*** Given data ***

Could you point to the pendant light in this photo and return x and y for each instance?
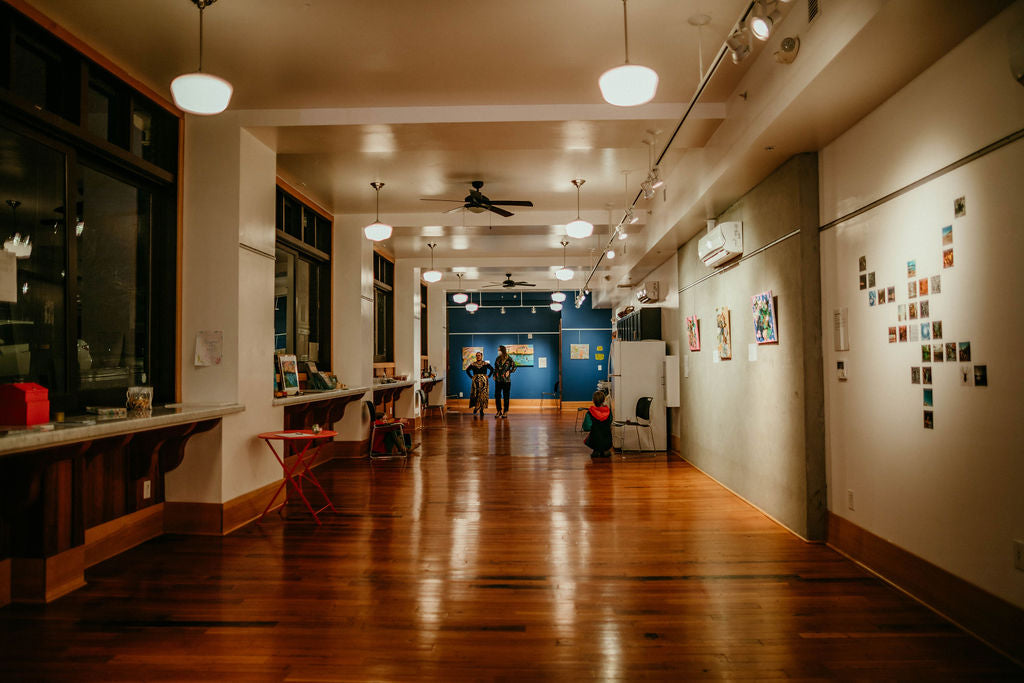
(564, 272)
(628, 85)
(579, 228)
(201, 93)
(460, 297)
(432, 275)
(377, 230)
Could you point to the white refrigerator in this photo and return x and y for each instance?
(637, 370)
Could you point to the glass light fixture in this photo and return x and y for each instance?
(579, 228)
(201, 93)
(628, 85)
(460, 297)
(563, 273)
(377, 230)
(432, 275)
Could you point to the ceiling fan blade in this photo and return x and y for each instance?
(500, 212)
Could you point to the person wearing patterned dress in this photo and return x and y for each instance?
(478, 372)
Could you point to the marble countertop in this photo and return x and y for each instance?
(309, 396)
(86, 428)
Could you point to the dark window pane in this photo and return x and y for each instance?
(113, 285)
(32, 328)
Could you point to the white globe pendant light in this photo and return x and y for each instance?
(200, 93)
(564, 273)
(579, 228)
(628, 85)
(432, 275)
(377, 230)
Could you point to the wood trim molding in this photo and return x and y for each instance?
(90, 52)
(990, 617)
(104, 541)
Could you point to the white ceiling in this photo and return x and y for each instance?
(427, 96)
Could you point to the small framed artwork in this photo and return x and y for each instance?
(289, 369)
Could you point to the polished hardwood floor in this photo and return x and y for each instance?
(498, 552)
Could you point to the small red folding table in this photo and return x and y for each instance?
(300, 468)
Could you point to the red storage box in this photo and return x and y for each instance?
(26, 403)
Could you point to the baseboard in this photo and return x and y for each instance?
(104, 541)
(41, 580)
(990, 617)
(4, 582)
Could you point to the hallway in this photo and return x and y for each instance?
(499, 552)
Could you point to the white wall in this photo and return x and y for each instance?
(952, 495)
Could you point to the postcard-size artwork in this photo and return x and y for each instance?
(521, 353)
(693, 332)
(724, 338)
(469, 355)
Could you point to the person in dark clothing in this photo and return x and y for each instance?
(479, 371)
(598, 424)
(504, 367)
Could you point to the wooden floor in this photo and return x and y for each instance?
(500, 552)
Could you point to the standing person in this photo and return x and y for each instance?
(478, 372)
(504, 367)
(598, 423)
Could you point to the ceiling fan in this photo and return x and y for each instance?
(509, 283)
(477, 202)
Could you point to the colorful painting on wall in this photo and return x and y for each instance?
(765, 325)
(521, 353)
(693, 332)
(469, 355)
(724, 339)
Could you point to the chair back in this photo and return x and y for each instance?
(643, 408)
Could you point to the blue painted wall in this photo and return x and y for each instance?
(489, 328)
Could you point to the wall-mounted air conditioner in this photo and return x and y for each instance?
(722, 243)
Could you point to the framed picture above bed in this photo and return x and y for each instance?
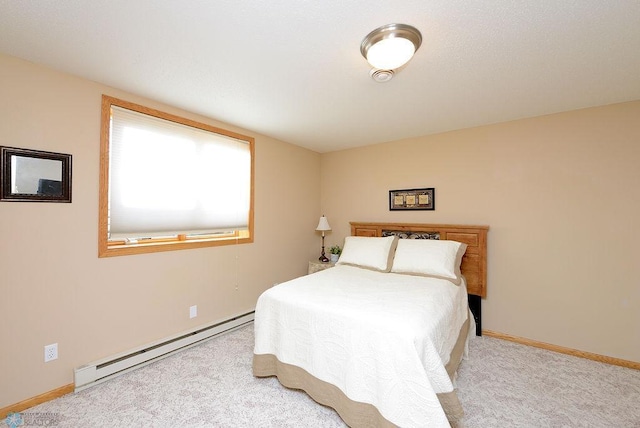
(412, 199)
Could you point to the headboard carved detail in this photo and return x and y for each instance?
(474, 262)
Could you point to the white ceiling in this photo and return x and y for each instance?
(292, 69)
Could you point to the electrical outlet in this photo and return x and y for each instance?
(50, 352)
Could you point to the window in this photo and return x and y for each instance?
(169, 183)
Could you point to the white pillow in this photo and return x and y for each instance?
(368, 252)
(429, 257)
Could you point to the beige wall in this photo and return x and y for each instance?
(561, 194)
(55, 289)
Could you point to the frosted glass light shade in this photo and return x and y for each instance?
(389, 54)
(391, 46)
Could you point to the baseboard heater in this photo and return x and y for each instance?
(99, 371)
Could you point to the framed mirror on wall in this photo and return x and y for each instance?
(34, 176)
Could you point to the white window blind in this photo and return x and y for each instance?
(168, 179)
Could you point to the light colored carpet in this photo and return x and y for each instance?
(502, 384)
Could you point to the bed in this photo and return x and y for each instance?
(378, 337)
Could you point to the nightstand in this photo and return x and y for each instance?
(318, 266)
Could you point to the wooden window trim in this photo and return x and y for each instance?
(108, 248)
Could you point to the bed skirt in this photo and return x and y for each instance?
(355, 414)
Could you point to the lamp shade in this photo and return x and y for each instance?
(391, 46)
(323, 224)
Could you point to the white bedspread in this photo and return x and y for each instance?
(382, 338)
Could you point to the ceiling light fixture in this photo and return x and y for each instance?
(391, 46)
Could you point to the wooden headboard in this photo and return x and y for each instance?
(474, 262)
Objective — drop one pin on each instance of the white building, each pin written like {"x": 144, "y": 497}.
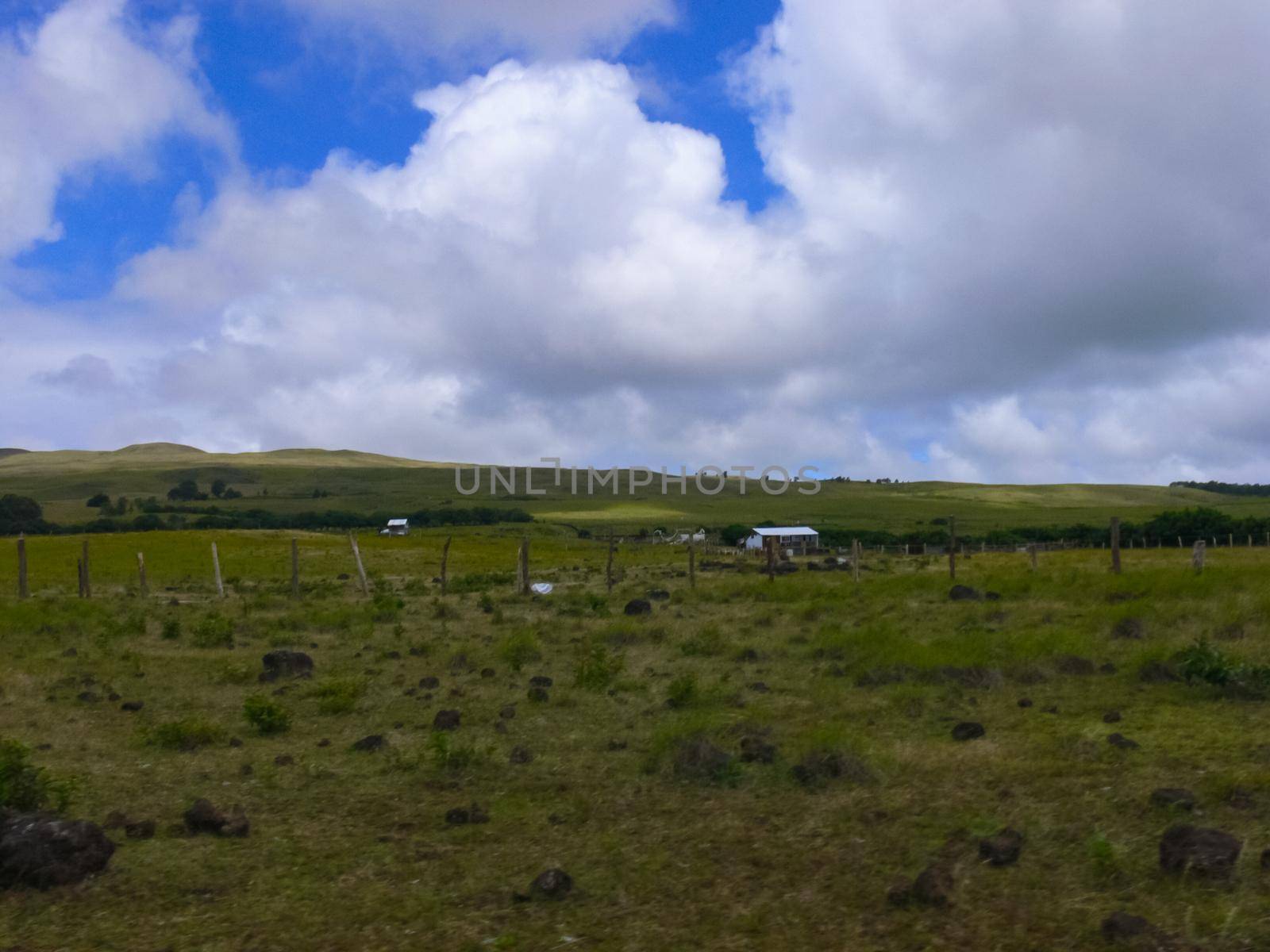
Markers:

*** End of Given data ***

■ Your task ■
Needed here is only the span from the line with "Could you point to the ceiling light" through the last line of the entries, copied exactly with both ends and without pictures.

■ Task response ■
Could you point to the ceiling light fixture in this photo and return x and y for each instance?
(391, 46)
Could you point to the wooden headboard in this photo and return x and y for each instance?
(474, 262)
Objective — drop one pin on each instance of the white building, each pin written like {"x": 144, "y": 497}.
Markers:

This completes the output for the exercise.